• Written exercise
Please quote the material exactly, every line of it.
>> BEGIN Supplied material
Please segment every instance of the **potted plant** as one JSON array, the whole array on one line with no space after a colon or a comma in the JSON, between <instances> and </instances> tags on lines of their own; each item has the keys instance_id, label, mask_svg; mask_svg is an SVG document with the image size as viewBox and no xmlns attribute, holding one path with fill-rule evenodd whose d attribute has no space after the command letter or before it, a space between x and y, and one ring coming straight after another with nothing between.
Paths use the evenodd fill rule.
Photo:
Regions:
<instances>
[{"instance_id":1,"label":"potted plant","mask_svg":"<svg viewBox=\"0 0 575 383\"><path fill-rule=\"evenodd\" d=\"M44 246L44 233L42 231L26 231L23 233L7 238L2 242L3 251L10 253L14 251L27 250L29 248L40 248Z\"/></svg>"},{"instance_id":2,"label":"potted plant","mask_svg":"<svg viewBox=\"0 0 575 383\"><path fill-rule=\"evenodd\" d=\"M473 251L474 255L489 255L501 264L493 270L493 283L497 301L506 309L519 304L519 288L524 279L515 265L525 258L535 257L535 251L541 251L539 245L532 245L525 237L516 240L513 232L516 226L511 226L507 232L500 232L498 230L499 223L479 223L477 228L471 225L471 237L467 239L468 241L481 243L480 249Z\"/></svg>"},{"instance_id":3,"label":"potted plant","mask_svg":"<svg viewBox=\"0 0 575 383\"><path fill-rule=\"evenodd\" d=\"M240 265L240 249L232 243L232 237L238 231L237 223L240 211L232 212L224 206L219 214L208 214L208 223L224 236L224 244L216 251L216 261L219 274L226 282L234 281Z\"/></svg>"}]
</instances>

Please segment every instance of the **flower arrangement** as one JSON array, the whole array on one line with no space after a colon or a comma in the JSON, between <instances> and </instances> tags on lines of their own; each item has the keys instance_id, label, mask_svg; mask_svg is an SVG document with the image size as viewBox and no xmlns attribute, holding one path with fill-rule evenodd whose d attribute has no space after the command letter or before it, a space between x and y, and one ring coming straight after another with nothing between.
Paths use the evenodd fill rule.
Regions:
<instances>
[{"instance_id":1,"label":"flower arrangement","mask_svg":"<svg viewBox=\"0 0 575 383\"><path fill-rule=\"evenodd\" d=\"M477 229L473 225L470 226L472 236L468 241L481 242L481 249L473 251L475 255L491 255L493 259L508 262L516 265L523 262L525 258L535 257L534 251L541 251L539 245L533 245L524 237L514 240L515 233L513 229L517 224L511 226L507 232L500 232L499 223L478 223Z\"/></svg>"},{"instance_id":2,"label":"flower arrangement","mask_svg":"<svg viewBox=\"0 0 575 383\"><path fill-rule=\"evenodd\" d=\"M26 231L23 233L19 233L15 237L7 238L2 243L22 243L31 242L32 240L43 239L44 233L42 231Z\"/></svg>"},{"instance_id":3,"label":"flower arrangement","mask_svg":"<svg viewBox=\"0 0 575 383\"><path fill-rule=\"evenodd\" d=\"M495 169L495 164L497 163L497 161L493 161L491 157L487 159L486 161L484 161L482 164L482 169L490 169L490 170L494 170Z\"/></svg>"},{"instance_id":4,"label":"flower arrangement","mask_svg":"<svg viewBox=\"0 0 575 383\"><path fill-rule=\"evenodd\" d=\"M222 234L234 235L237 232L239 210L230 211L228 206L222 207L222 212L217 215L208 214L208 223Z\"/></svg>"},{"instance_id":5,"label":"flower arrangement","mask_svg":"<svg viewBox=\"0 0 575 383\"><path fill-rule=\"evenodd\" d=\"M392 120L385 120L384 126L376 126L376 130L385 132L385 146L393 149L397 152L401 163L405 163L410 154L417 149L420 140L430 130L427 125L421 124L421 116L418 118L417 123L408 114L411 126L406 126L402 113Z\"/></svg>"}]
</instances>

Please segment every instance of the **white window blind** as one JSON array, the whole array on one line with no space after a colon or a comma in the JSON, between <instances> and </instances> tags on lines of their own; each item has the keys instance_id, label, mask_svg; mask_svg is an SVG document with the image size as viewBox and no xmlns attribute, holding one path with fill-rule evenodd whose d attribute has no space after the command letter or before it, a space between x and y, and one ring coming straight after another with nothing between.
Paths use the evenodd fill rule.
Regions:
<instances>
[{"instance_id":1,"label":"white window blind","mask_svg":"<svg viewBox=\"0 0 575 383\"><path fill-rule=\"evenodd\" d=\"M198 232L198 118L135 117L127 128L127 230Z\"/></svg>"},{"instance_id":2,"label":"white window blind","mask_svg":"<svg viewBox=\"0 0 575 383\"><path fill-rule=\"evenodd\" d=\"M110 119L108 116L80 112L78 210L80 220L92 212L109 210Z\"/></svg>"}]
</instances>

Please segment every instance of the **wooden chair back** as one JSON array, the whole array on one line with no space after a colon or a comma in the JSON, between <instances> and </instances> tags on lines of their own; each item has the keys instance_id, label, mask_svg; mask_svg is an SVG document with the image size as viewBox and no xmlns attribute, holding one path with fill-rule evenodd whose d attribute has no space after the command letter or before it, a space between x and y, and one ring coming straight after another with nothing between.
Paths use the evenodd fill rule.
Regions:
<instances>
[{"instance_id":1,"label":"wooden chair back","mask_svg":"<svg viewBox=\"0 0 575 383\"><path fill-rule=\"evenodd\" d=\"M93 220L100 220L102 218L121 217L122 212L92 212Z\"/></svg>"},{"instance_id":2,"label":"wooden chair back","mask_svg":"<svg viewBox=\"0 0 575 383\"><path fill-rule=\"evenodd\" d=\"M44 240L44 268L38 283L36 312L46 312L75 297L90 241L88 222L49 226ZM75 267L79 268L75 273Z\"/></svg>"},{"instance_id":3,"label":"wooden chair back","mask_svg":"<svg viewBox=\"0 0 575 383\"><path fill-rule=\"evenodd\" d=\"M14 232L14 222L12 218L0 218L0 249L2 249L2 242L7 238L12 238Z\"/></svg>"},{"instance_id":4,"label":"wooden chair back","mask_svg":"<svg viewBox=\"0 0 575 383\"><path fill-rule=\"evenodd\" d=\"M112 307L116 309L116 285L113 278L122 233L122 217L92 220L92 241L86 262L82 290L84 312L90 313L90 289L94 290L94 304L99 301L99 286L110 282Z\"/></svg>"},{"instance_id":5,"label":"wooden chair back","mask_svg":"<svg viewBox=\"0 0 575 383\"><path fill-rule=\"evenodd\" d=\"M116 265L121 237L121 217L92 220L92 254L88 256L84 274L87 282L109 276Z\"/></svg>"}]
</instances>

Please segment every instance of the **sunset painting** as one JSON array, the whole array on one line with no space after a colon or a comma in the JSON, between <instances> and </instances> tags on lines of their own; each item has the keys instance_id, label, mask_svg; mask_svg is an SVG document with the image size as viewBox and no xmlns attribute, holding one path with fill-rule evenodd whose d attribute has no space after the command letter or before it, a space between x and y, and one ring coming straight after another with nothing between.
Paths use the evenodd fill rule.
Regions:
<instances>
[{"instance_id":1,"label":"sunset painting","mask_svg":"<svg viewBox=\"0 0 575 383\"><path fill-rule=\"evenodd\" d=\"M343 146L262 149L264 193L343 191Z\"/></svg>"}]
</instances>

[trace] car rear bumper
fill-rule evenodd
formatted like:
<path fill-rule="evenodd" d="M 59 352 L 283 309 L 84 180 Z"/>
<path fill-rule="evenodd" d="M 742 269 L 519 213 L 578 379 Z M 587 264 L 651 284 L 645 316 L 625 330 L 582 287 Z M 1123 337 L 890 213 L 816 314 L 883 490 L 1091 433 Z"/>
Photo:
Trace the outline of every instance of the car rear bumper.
>> END Supplied material
• Result of the task
Please segment every instance of the **potted plant** as one JSON array, the whole array on one line with no space after a colon or a comma in the JSON, between <instances> and </instances> tags on lines of their own; each item has the keys instance_id, label, mask_svg; mask_svg is an SVG document with the image size as viewBox and no xmlns attribute, holding one path with fill-rule evenodd whose d attribute has no space after the command letter or before it, a space between x and y, and one ring coming straight after another with nothing between.
Paths use the evenodd fill rule.
Photo:
Regions:
<instances>
[{"instance_id":1,"label":"potted plant","mask_svg":"<svg viewBox=\"0 0 575 383\"><path fill-rule=\"evenodd\" d=\"M44 246L44 233L42 231L26 231L23 233L7 238L2 242L3 251L10 253L14 251L27 250L29 248L40 248Z\"/></svg>"},{"instance_id":2,"label":"potted plant","mask_svg":"<svg viewBox=\"0 0 575 383\"><path fill-rule=\"evenodd\" d=\"M473 251L474 255L489 255L501 264L493 270L493 283L497 301L506 309L519 304L519 288L524 279L515 265L525 258L535 257L535 251L541 251L539 245L532 245L525 237L516 240L513 232L516 226L511 226L507 232L500 232L498 230L499 223L479 223L477 228L471 225L471 237L467 239L468 241L481 243L480 249Z\"/></svg>"},{"instance_id":3,"label":"potted plant","mask_svg":"<svg viewBox=\"0 0 575 383\"><path fill-rule=\"evenodd\" d=\"M240 265L240 249L232 243L232 237L238 231L237 223L240 211L232 212L224 206L219 214L208 214L208 223L224 236L224 244L216 251L216 261L219 274L226 282L234 281Z\"/></svg>"}]
</instances>

Please segment every instance of the **flower arrangement** as one JSON array, the whole array on one line with no space after a colon or a comma in the JSON, between <instances> and </instances> tags on lines of their own; each item has the keys instance_id, label, mask_svg; mask_svg is an SVG document with the image size as viewBox and no xmlns attribute, holding one path with fill-rule evenodd whose d attribute has no space after the command letter or before it, a space between x and y, and one ring coming straight after another with nothing between.
Paths use the evenodd fill rule.
Regions:
<instances>
[{"instance_id":1,"label":"flower arrangement","mask_svg":"<svg viewBox=\"0 0 575 383\"><path fill-rule=\"evenodd\" d=\"M477 229L473 225L470 226L472 236L468 241L481 242L481 249L473 251L475 255L491 255L493 259L508 262L516 265L523 262L525 258L535 257L534 251L541 251L539 245L533 245L524 237L514 240L515 233L513 229L517 224L511 226L507 232L500 232L499 223L478 223Z\"/></svg>"},{"instance_id":2,"label":"flower arrangement","mask_svg":"<svg viewBox=\"0 0 575 383\"><path fill-rule=\"evenodd\" d=\"M26 231L23 233L19 233L15 237L7 238L2 243L22 243L31 242L32 240L43 239L44 233L42 231Z\"/></svg>"},{"instance_id":3,"label":"flower arrangement","mask_svg":"<svg viewBox=\"0 0 575 383\"><path fill-rule=\"evenodd\" d=\"M495 169L495 164L497 163L497 161L493 161L491 157L487 159L486 161L484 161L482 164L482 169L490 169L490 170L494 170Z\"/></svg>"},{"instance_id":4,"label":"flower arrangement","mask_svg":"<svg viewBox=\"0 0 575 383\"><path fill-rule=\"evenodd\" d=\"M222 234L234 235L237 232L239 210L230 211L228 206L222 207L222 212L217 215L208 214L208 223Z\"/></svg>"},{"instance_id":5,"label":"flower arrangement","mask_svg":"<svg viewBox=\"0 0 575 383\"><path fill-rule=\"evenodd\" d=\"M392 120L385 120L384 126L376 126L376 130L385 132L385 146L393 149L397 152L401 163L405 163L410 154L417 149L420 140L430 130L427 125L421 124L421 116L418 118L417 123L408 114L411 126L406 126L402 113Z\"/></svg>"}]
</instances>

Please segment every instance of the **white window blind** as one JSON array, the whole array on one line with no space after a colon or a comma in the JSON, between <instances> and </instances> tags on lines of their own; each item has the keys instance_id, label, mask_svg; mask_svg is an SVG document with the image size as viewBox and no xmlns attribute, holding one path with fill-rule evenodd whose d attribute has no space after the command letter or before it, a space between x and y, and one ring coming straight after another with nothing between.
Paths use the evenodd fill rule.
Regions:
<instances>
[{"instance_id":1,"label":"white window blind","mask_svg":"<svg viewBox=\"0 0 575 383\"><path fill-rule=\"evenodd\" d=\"M198 232L198 118L135 117L127 128L127 230Z\"/></svg>"},{"instance_id":2,"label":"white window blind","mask_svg":"<svg viewBox=\"0 0 575 383\"><path fill-rule=\"evenodd\" d=\"M110 119L108 116L80 112L78 210L80 220L92 212L109 210Z\"/></svg>"}]
</instances>

Please segment every instance of the **wooden chair back** as one JSON array, the whole array on one line with no space after a colon or a comma in the JSON, between <instances> and </instances> tags on lines of their own; each item has the keys instance_id, label, mask_svg; mask_svg is an SVG document with the image size as viewBox and no xmlns attribute, holding one path with fill-rule evenodd whose d attribute has no space after the command letter or before it, a space between x and y, and one ring coming straight after another with nothing between.
Paths use the evenodd fill rule.
Regions:
<instances>
[{"instance_id":1,"label":"wooden chair back","mask_svg":"<svg viewBox=\"0 0 575 383\"><path fill-rule=\"evenodd\" d=\"M93 220L100 220L102 218L121 217L122 212L92 212Z\"/></svg>"},{"instance_id":2,"label":"wooden chair back","mask_svg":"<svg viewBox=\"0 0 575 383\"><path fill-rule=\"evenodd\" d=\"M44 240L44 268L38 283L36 312L46 312L75 297L90 241L88 222L49 226ZM75 267L79 268L75 273Z\"/></svg>"},{"instance_id":3,"label":"wooden chair back","mask_svg":"<svg viewBox=\"0 0 575 383\"><path fill-rule=\"evenodd\" d=\"M14 232L14 222L12 218L0 218L0 249L2 249L2 242L7 238L12 238Z\"/></svg>"},{"instance_id":4,"label":"wooden chair back","mask_svg":"<svg viewBox=\"0 0 575 383\"><path fill-rule=\"evenodd\" d=\"M112 307L116 309L116 285L113 278L122 233L122 217L92 220L92 241L86 262L82 290L84 312L90 313L90 289L94 290L94 304L99 301L99 286L110 282Z\"/></svg>"},{"instance_id":5,"label":"wooden chair back","mask_svg":"<svg viewBox=\"0 0 575 383\"><path fill-rule=\"evenodd\" d=\"M116 265L121 237L121 217L92 220L92 254L88 256L84 274L87 282L109 276Z\"/></svg>"}]
</instances>

Please segment every instance of the **sunset painting** as one JSON array, the whole array on one line with no space after a colon or a comma in the JSON, between <instances> and </instances> tags on lines of their own; each item has the keys instance_id, label, mask_svg; mask_svg is an SVG document with the image size as viewBox and no xmlns attribute, holding one path with fill-rule evenodd whose d attribute has no space after the command letter or before it, a space between x and y, and one ring coming straight after another with nothing between.
Paths use the evenodd fill rule.
Regions:
<instances>
[{"instance_id":1,"label":"sunset painting","mask_svg":"<svg viewBox=\"0 0 575 383\"><path fill-rule=\"evenodd\" d=\"M343 146L262 149L264 193L343 191Z\"/></svg>"}]
</instances>

[trace] car rear bumper
fill-rule evenodd
formatted like:
<path fill-rule="evenodd" d="M 59 352 L 283 309 L 84 180 Z"/>
<path fill-rule="evenodd" d="M 742 269 L 519 213 L 578 379 Z M 587 264 L 651 284 L 645 316 L 625 330 L 582 287 Z M 1123 337 L 890 213 L 816 314 L 883 490 L 1091 433 Z"/>
Photo:
Trace the outline of every instance of the car rear bumper.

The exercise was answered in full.